> _Excerpted text_:
Underneath the horror runs a love story the histories would never allow. Mira, Filipina and Black, daughter of a father she never met. Idris, half Cebuana and half Black, son of a Navy corpsman from the Subic years. Two people the same empire made, bound heart to heart by the exact thing it wants to weaponize.
"You are taking her with you, apo. You do not know it yet. You are."
For readers of Silvia Moreno-Garcia's Mexican Gothic, Elaine Castillo's America Is Not the Heart, and Justin Cronin's The Passage. Postcolonial folk horror with literary weight, a Filipino-American saga, and a romance the state is trying to end.
In the folklore she is a woman by day. At night she severs at the waist, leaves her lower half standing in a banana grove, sprouts wings, and hunts. The old defense is coarse salt poured into the open seam so the two halves can never rejoin, and the upper half dies at dawn. Fray Domingo de los Santos wrote her down in 1703, and the friars tried to burn the older word for what she really was.
Salt and Wing keeps the salt, the seam, and the wing, and reframes the rest. The sundering is a bioelectric inheritance passed mother to daughter down the Salonga line, misread for centuries as a demon and then, in the twentieth century, as a weapon. The forty-day mourning rite doubles as the timer. On the fortieth day the inheritor chooses what she becomes, and the people who want her choose that exact night to take the choice away.
What keeps her alive past the dawn is the thing folklore never accounts for. A bond. When Idris does not salt the lower half, the sunrise rule bends, and the punishment and the mercy turn out to be the same thing. Her heartbeat now lives in two chests, and neither the cofradia of Bicol elders nor Commander Halloran of the US Navy can put it back.

> _Material_:
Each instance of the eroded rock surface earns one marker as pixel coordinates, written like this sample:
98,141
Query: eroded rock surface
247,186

> _Aim_: Please continue the Salt and Wing book description from the point where it stops. The lines aren't needed for this.

> _Result of this exercise_:
Every cultural detail, from the asin tibuok salt cured in clay pots to the Peñafrancia devotion of Naga to the pasiyam and the Apatnapung araw, is grounded in a locked series bible so the world holds together from Bicol to South Jersey.
Bicol. The pasiyam for a grandmother, a journal written in baybayin that reads Mira back, a circle of salt no one will explain, and Day Nine, when her body stops belonging to only her.
The man who does not use the salt. The recognition. NIGHTBLOOM wakes in Iloilo, the hunt closes in, and on the fortieth night the captors cut her open to beat the choice she was about to make.
Cherry Hill and Philadelphia. The elders fly in. Her mother's twenty-year silence breaks. The extraction, the refusal, and the last thing salt and wing are for.
The book opens in an Iloilo cell in 1947, where an eight-year-old girl watches her mother come apart through wire mesh and carries the silence the shape of a heartbeat for the rest of her long life. Everything Mira inherits, she inherits from that morning.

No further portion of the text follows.